### What is asked:
Shift the bounding box coordinates in the answers by adding 105 to every number, and write out all the data from its start through the line that contains "(480, 487), (624, 704)", keeping every other line unchanged. Leave the pictures out.

-- Start Exercise material --

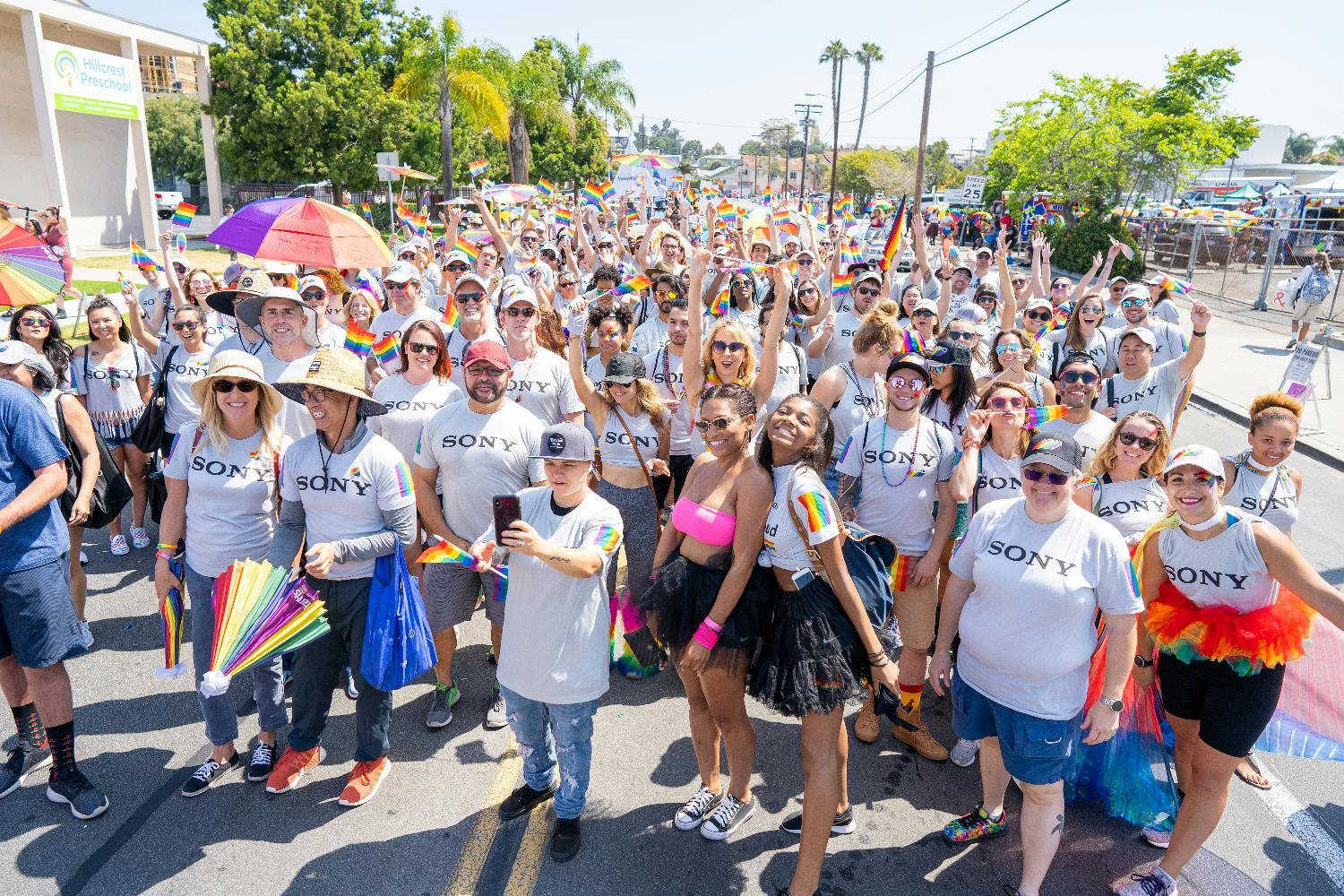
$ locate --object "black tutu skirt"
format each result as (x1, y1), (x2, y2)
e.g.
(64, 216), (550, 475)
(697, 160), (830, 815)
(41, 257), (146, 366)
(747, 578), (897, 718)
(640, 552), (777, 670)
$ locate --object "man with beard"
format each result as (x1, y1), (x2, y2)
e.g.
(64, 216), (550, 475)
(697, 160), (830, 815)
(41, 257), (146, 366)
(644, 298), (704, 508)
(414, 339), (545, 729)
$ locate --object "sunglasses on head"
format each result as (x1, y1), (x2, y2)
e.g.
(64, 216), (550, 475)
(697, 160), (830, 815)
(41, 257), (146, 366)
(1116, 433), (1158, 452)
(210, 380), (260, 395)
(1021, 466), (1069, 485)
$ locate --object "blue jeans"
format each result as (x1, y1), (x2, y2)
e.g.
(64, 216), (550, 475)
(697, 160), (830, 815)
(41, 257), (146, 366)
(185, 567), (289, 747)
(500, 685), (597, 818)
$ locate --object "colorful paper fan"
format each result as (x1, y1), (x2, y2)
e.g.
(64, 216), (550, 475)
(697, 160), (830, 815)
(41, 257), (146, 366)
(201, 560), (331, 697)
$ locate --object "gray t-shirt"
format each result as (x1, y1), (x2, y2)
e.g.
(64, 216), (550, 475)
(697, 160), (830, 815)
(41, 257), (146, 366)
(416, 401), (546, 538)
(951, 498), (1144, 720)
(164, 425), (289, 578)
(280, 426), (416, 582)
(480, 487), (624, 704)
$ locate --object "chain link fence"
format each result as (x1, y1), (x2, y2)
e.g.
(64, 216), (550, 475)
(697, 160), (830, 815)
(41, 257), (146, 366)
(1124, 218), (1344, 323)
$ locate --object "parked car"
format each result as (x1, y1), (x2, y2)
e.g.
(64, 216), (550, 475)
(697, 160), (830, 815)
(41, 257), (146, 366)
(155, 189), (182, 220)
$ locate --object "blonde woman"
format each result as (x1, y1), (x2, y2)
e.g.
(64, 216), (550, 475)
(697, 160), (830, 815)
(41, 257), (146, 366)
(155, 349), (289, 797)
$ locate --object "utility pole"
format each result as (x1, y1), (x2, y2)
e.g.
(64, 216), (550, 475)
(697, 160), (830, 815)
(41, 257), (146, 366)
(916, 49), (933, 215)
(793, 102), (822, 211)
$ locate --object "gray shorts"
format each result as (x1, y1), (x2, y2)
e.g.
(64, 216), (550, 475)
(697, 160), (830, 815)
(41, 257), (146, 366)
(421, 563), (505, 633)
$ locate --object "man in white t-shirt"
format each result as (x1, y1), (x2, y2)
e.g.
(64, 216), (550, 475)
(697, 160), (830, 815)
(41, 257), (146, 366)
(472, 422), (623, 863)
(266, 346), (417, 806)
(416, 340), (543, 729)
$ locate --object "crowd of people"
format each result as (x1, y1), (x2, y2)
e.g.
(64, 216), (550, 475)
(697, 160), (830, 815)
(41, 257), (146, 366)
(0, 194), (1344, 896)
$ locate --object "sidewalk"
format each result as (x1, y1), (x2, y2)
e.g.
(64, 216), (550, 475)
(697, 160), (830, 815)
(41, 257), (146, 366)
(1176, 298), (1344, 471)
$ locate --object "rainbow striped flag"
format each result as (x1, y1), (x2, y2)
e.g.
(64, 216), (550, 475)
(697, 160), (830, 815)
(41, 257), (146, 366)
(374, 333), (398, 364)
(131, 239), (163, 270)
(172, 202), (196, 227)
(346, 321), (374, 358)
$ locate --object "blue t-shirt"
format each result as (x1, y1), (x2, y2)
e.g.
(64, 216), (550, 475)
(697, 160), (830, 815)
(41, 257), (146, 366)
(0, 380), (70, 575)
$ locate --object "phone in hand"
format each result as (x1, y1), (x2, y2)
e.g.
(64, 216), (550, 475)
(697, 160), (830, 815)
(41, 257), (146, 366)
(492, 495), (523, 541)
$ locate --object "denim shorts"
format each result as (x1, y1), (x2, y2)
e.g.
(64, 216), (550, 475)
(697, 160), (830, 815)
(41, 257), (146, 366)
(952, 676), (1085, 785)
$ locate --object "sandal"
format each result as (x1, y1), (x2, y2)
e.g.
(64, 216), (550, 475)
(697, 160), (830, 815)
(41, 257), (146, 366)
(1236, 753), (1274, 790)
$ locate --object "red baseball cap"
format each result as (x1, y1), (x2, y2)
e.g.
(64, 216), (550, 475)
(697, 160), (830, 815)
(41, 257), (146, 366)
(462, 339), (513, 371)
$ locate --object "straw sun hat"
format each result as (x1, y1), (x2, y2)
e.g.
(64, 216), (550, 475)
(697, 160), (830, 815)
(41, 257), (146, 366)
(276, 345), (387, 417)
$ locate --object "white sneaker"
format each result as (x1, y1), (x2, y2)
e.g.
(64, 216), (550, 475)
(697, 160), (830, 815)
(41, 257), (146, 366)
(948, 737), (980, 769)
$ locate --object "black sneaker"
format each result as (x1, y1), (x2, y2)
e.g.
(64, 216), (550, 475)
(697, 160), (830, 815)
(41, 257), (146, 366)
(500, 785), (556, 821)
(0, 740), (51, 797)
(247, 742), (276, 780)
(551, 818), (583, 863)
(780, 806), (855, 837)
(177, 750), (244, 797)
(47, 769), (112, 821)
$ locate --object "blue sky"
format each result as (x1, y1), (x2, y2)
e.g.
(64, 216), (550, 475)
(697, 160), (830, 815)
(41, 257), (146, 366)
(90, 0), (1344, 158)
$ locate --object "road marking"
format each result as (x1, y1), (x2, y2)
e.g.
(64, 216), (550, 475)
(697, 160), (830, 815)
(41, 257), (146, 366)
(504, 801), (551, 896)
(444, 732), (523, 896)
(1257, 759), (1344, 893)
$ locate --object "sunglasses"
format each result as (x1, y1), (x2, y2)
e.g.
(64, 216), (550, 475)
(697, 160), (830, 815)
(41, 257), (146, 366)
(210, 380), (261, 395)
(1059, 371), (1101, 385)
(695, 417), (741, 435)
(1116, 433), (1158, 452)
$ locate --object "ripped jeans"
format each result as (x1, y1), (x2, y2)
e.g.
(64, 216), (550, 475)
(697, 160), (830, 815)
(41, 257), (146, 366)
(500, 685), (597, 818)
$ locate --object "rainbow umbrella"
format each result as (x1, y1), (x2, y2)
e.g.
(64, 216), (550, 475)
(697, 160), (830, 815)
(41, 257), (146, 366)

-- End Exercise material --

### Exercise answer:
$ locate --object "black tutu skirt"
format each result as (x1, y1), (x2, y2)
e.g.
(64, 216), (550, 475)
(697, 160), (830, 815)
(41, 257), (146, 366)
(852, 683), (1002, 823)
(745, 657), (882, 775)
$ locate --object "man with beard"
format each result as (x1, y1), (x2, y2)
e.g.
(64, 216), (550, 475)
(697, 160), (830, 815)
(41, 257), (146, 366)
(749, 403), (809, 613)
(519, 444), (650, 834)
$ locate --object "sunglasses on head"
format each result as (x1, y1), (x2, y2)
e.g.
(64, 216), (550, 475)
(697, 160), (830, 815)
(41, 257), (146, 366)
(1221, 538), (1263, 557)
(315, 485), (365, 500)
(1126, 571), (1174, 590)
$ locate --object "blue jeans"
format each result as (x1, y1), (x2, y2)
e.g.
(64, 216), (550, 475)
(697, 160), (830, 815)
(41, 257), (146, 366)
(290, 672), (394, 852)
(605, 790), (702, 923)
$ locate --object "colorful paper fan"
format each result as (x1, y1), (x2, y2)
e.g.
(64, 216), (550, 475)
(697, 160), (830, 815)
(41, 257), (146, 366)
(306, 665), (436, 802)
$ locate --object "gray t-shirt"
format each result as (x1, y1), (x2, y2)
e.g.
(64, 216), (550, 475)
(697, 160), (830, 815)
(41, 257), (146, 366)
(521, 506), (651, 643)
(1056, 603), (1249, 825)
(269, 530), (394, 683)
(385, 531), (521, 687)
(585, 592), (729, 809)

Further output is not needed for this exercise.